TASK INSTRUCTIONS: Transcribe the listing below line for line, reproducing every character without change.

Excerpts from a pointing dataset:
* start *

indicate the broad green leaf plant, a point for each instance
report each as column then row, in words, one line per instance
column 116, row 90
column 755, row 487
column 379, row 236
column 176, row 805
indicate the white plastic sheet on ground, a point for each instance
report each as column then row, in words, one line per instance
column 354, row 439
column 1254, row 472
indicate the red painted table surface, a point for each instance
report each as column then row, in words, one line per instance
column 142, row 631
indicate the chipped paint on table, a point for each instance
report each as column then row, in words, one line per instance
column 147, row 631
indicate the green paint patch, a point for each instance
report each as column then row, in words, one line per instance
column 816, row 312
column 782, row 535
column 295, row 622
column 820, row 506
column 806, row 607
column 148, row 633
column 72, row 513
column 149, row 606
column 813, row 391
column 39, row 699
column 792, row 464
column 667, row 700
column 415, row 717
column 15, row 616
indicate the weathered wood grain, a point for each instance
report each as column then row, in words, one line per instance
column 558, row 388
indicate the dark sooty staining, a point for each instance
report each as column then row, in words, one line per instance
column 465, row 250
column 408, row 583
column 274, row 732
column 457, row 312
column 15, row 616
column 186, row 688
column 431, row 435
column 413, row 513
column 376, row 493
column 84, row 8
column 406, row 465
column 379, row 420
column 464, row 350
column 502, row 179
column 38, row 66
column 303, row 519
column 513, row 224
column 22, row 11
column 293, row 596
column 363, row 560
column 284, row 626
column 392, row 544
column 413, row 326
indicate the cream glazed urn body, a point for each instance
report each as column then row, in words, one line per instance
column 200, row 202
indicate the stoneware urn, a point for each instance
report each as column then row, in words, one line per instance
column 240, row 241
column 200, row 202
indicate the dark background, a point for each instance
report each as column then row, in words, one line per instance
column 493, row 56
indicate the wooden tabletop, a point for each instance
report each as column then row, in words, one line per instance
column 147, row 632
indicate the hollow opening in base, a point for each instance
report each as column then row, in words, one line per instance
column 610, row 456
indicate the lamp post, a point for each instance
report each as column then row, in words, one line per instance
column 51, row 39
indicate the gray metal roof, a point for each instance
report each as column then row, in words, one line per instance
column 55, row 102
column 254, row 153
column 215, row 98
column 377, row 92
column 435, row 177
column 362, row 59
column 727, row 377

* end *

SOLUTION BELOW:
indicate the broad green leaf plant, a point for each instance
report each as column then row, in words, one line per instance
column 116, row 90
column 755, row 487
column 379, row 236
column 176, row 805
indicate the white plastic sheet on ground, a point for each instance
report each as column then row, in words, one line per instance
column 354, row 439
column 1254, row 472
indicate the red painted table surface, a point for each instance
report each as column then row, in words, one line per instance
column 142, row 631
indicate the chipped paint on table, a point for each instance
report each as column then row, in words, one line per instance
column 147, row 631
indicate the green paint patch, a point for each instance
report each as column then row, in words, one line per instance
column 816, row 312
column 782, row 535
column 295, row 622
column 820, row 506
column 806, row 607
column 148, row 633
column 72, row 513
column 149, row 606
column 813, row 391
column 39, row 699
column 792, row 464
column 667, row 700
column 415, row 717
column 15, row 616
indicate the weathered wood grain, a point for each instance
report each as column then row, in words, one line per instance
column 558, row 388
indicate the dark sooty staining, a point for each instance
report each as column then row, in words, one line per instance
column 465, row 250
column 408, row 583
column 274, row 732
column 457, row 312
column 15, row 616
column 186, row 688
column 431, row 435
column 413, row 513
column 376, row 493
column 84, row 8
column 406, row 465
column 379, row 420
column 464, row 350
column 502, row 179
column 38, row 66
column 303, row 519
column 513, row 224
column 22, row 11
column 293, row 596
column 363, row 560
column 284, row 626
column 392, row 544
column 413, row 326
indicate the cream glazed urn body, a point for each instance
report each as column then row, in words, one line per instance
column 200, row 202
indicate the stoneware urn, a point for each instance
report each as column then row, in words, one line per instance
column 240, row 241
column 200, row 202
indicate the dark background, a point for each instance
report each as column then row, in words, one line per instance
column 493, row 56
indicate the wooden tabletop, a point for each instance
report each as column then row, in words, one line per instance
column 147, row 632
indicate the hollow opening in base, a point for each instance
report each as column then row, in words, one line per instance
column 610, row 456
indicate the lamp post, a point for each instance
report each as column then row, in words, one line per instance
column 51, row 39
indicate the gray metal roof, a point for each instance
report each as column then row, in words, one line per instance
column 55, row 102
column 254, row 153
column 215, row 98
column 377, row 92
column 435, row 177
column 362, row 59
column 727, row 377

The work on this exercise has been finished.